■ EXCERPTED PASSAGE ■
= Beginning of Section =

Katelyn McNair focuses on Computational Biology, applying mathematical and computational methods to biological problem. McNair mainly focuses on the fields of bacterial and viral genomics, but has worked on many diverse projects: from ecology to image recognition.

Research Advisor(s)

Anca Segall

Research Abstract

Genomic sequencing is at the forefront of biological research, in part due to the ever-increasing accessibility of sequencing technology. What used to take an entire lab devoted solely to nucleotide sequencing, can now be accomplished by a single person on a tiny USB device plugged into an old laptop. Around 80% of this data is microbial in nature: originating from Bacteria, Archaea, or viruses. The goal of sequencing is to identify and analyze the genes that occur within the DNA (or RNA). This is because it is the genes that carry out the functions and are the building blocks of every cell. Frameshifts, where coding sequences switch between frames on the collinear strand, are ubiquitous in this genomic data, as both artificially induced sequencing error and naturally occurring cellular processes. These frameshifts break the genes into different frames, which confound downstream gene prediction analysis; since all current genome-based analysis of microbes uses methods that are remiss when it comes to identifying these frameshifts. In order to improve current genomic research, we developed software that is able to identify both artificial and natural frameshifts within an input genome, using amino-acid translations of a scrolling windows through the nucleotides, and an artificial neural network to identify those windows that come from a coding region. Then a change-point algorithm is used to identify when a coding frameshift occurs in the absence of start and stop codons.

= End of Section =

■ TASK ITEM ■
In the research profile above, what does the software use to identify windows that come from a coding region?

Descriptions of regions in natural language
= Beginning of Section =

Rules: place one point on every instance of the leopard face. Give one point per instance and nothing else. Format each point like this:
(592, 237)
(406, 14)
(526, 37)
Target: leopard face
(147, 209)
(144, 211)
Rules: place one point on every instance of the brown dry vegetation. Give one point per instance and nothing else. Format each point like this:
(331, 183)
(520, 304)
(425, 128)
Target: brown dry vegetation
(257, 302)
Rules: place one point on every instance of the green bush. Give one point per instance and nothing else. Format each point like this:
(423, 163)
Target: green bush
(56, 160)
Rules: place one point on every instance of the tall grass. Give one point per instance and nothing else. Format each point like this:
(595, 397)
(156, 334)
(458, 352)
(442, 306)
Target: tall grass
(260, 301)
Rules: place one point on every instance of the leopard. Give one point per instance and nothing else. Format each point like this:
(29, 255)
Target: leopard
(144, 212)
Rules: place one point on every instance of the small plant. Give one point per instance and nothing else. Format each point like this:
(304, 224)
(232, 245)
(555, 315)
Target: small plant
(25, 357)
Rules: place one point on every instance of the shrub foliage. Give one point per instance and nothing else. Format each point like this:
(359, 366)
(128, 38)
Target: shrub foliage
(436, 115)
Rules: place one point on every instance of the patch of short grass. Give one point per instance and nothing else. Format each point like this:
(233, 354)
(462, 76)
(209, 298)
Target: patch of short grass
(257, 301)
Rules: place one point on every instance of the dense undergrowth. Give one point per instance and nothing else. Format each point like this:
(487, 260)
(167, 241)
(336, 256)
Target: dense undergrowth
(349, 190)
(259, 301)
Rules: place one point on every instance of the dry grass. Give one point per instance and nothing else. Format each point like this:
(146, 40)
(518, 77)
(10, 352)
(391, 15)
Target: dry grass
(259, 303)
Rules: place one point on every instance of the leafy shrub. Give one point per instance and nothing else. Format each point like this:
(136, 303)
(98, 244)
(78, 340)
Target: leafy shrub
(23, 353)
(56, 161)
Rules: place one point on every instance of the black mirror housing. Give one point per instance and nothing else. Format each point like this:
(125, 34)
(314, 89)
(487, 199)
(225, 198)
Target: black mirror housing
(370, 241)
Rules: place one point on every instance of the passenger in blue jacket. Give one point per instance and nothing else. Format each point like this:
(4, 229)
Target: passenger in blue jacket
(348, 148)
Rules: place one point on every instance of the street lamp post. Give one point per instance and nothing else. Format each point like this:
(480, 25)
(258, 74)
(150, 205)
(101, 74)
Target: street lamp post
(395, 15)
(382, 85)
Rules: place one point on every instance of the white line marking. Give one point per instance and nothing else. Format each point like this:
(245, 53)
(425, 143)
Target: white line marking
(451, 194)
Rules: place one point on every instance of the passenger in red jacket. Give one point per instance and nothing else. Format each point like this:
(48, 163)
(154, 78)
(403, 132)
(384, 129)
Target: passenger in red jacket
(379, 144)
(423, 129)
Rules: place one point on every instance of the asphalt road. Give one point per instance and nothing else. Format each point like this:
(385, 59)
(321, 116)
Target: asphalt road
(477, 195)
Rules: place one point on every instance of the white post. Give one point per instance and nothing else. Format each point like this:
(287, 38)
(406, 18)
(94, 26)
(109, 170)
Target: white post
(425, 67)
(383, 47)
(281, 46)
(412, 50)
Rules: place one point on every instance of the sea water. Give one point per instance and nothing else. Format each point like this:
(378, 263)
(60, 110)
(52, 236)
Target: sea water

= End of Section =

■ THE ANSWER ■
An artificial neural network.